▶ DIRECTIONS
How many lines in the listing below hold the word "flat"? Answer with the number only.

++++++

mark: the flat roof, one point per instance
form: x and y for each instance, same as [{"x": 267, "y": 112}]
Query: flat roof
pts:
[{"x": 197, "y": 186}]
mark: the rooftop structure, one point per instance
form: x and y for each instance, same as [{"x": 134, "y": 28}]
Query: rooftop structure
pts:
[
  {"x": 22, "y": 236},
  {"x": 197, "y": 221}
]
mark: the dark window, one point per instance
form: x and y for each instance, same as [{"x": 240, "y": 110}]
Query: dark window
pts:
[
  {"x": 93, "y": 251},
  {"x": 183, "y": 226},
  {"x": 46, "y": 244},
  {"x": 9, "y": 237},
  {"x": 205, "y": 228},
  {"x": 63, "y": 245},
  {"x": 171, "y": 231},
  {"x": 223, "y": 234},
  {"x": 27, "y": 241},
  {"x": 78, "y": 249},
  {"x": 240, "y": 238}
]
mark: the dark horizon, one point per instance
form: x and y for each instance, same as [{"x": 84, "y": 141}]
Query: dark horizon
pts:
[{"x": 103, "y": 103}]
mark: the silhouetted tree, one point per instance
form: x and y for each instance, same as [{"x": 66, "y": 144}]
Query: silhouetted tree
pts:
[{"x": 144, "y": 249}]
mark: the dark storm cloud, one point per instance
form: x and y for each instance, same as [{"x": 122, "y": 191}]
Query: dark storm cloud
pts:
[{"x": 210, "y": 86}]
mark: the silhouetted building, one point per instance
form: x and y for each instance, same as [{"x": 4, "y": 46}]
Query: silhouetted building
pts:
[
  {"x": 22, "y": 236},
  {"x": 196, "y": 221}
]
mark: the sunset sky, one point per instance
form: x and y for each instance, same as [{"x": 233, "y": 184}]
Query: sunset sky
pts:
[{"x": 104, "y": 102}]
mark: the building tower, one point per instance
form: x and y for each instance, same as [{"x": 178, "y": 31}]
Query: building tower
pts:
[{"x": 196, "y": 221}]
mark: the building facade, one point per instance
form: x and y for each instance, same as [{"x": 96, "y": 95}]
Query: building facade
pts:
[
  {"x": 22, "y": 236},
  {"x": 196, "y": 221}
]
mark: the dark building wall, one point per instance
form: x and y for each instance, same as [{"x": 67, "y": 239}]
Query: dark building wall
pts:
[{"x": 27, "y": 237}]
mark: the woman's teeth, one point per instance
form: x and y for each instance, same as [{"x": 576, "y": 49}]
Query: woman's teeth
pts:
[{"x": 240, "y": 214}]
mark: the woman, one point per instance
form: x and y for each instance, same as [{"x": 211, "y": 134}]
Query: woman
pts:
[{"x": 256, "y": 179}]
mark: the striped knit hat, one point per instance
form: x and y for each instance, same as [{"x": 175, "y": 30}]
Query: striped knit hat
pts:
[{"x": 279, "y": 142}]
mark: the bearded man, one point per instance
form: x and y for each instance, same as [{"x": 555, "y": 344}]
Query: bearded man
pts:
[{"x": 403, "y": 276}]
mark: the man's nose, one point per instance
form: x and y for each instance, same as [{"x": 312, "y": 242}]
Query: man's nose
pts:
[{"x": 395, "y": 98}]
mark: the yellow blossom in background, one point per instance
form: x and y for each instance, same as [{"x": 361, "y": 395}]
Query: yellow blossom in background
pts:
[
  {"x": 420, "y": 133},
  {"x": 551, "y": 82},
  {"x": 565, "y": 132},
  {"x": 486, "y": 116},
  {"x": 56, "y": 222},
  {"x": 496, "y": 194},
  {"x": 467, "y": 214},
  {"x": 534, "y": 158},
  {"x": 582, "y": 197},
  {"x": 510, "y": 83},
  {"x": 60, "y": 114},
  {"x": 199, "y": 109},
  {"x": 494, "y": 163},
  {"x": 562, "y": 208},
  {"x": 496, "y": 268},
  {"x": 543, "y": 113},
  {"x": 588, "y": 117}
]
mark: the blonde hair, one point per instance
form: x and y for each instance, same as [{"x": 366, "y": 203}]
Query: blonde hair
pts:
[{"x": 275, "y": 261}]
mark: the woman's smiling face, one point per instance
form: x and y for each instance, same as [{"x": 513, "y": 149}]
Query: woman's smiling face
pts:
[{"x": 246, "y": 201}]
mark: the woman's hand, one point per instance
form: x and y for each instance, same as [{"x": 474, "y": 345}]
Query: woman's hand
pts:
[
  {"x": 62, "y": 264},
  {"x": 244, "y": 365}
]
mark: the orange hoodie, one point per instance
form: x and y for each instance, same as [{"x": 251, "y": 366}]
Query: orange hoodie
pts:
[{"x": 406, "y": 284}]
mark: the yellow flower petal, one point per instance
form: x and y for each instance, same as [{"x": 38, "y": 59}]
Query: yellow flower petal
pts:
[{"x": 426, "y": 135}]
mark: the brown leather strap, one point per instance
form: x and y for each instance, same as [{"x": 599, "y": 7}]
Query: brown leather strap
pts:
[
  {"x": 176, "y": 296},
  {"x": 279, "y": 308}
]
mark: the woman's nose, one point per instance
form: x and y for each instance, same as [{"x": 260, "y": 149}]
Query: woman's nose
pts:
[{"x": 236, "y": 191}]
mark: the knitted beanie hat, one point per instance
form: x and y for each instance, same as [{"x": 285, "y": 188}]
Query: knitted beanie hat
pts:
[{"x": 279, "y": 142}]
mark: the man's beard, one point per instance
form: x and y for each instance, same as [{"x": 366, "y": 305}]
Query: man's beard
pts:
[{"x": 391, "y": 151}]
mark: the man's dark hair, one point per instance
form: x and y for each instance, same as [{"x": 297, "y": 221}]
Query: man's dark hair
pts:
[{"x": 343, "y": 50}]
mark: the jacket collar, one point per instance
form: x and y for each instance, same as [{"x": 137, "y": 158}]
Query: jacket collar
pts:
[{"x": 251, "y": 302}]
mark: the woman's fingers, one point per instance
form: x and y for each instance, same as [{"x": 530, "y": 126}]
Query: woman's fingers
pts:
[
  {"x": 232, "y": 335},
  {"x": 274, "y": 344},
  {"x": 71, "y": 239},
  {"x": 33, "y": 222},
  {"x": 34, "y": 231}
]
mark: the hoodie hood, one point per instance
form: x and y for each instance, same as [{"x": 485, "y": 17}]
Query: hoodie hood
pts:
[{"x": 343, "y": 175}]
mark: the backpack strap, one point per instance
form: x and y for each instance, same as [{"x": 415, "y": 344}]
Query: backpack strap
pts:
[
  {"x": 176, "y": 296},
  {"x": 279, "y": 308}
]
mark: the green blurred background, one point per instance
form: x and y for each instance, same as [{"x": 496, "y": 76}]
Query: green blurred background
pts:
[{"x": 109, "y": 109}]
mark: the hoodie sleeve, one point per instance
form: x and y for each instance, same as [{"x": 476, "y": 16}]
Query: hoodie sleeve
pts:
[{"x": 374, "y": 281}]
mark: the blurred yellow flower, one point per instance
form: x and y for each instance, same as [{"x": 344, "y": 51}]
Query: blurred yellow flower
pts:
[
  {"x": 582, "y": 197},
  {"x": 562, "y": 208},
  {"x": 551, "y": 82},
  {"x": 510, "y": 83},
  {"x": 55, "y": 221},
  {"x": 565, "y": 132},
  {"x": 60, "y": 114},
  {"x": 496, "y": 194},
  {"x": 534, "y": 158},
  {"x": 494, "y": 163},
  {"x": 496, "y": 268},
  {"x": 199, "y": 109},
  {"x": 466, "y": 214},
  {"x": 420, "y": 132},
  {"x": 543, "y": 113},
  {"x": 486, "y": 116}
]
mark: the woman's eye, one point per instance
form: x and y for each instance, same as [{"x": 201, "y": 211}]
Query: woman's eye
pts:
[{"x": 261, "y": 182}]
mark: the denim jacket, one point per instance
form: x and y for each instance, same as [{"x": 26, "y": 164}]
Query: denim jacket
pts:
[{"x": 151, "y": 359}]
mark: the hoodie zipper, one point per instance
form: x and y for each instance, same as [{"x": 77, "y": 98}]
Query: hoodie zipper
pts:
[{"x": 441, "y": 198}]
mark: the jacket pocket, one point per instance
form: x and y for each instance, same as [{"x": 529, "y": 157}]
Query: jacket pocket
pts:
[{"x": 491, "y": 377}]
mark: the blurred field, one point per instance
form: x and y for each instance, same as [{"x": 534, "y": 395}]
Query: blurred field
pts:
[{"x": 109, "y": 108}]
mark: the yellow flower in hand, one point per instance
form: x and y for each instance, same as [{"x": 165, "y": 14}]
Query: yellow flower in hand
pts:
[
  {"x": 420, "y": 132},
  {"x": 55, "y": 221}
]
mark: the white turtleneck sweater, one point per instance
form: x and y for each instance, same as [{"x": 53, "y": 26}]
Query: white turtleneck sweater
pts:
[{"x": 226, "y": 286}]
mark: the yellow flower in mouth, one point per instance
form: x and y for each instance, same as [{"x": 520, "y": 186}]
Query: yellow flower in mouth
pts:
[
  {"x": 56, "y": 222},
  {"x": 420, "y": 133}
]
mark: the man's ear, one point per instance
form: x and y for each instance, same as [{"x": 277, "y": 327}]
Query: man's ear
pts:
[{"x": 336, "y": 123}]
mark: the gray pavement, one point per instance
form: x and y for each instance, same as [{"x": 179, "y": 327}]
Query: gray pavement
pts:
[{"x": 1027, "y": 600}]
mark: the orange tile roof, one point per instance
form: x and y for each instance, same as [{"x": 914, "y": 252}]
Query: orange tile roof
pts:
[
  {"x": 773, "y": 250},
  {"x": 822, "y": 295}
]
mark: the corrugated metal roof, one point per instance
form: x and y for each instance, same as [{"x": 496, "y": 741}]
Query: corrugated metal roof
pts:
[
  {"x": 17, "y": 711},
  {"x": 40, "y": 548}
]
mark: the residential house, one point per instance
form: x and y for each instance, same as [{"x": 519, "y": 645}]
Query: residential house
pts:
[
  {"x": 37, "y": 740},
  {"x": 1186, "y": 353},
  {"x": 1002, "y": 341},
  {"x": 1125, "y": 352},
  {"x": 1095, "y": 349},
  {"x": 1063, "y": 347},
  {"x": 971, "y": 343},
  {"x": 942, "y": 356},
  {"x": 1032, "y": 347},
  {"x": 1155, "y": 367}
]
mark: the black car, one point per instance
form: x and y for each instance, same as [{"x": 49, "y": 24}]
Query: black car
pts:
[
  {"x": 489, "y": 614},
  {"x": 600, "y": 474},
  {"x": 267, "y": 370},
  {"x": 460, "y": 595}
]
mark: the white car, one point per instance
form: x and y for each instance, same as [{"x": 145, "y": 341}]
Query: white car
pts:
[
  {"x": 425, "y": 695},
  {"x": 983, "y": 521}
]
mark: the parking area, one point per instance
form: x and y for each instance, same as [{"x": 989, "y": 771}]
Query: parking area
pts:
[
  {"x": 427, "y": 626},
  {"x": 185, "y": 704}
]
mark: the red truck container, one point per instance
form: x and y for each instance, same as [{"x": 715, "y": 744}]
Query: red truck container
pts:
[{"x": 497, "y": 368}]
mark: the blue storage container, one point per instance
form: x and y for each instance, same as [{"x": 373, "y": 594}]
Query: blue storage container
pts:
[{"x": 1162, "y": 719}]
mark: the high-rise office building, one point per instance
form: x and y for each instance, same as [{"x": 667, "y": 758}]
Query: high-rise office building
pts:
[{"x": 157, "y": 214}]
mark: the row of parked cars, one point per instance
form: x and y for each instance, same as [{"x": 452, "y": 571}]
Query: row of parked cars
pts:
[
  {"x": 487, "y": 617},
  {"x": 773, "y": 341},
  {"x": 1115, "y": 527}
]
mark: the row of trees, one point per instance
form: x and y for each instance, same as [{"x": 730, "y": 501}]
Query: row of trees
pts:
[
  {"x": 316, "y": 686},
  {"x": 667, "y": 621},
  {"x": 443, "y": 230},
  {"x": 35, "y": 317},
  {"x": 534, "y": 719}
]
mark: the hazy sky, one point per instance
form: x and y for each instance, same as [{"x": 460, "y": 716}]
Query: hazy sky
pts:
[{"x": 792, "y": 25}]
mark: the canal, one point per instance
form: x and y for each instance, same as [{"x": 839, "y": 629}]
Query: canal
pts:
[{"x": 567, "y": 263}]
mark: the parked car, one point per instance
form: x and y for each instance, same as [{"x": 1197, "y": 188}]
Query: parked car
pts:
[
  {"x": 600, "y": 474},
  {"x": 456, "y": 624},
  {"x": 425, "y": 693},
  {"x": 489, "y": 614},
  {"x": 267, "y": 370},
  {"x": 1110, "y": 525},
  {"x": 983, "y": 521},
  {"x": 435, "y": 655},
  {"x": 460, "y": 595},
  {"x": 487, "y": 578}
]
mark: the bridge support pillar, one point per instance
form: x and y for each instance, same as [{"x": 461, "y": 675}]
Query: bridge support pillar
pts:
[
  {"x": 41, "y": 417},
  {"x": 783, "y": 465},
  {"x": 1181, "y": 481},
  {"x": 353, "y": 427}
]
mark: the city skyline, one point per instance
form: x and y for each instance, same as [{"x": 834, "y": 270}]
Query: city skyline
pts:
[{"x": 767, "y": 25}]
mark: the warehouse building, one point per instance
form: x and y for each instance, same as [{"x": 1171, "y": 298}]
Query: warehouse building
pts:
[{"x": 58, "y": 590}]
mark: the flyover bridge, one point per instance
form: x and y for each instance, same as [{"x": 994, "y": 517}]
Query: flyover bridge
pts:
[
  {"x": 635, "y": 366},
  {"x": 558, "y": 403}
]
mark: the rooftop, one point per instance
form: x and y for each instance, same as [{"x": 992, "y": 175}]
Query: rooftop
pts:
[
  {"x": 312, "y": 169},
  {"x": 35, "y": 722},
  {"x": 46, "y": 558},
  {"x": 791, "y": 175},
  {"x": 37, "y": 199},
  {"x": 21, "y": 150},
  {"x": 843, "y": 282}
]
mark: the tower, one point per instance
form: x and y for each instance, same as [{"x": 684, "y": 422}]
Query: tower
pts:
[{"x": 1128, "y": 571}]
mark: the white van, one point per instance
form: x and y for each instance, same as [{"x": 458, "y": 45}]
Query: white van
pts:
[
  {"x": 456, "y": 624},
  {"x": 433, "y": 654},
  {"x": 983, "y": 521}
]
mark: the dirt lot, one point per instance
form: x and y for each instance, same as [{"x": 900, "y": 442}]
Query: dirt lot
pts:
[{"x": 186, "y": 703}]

++++++

▶ SOLUTION FOR THIS EXERCISE
2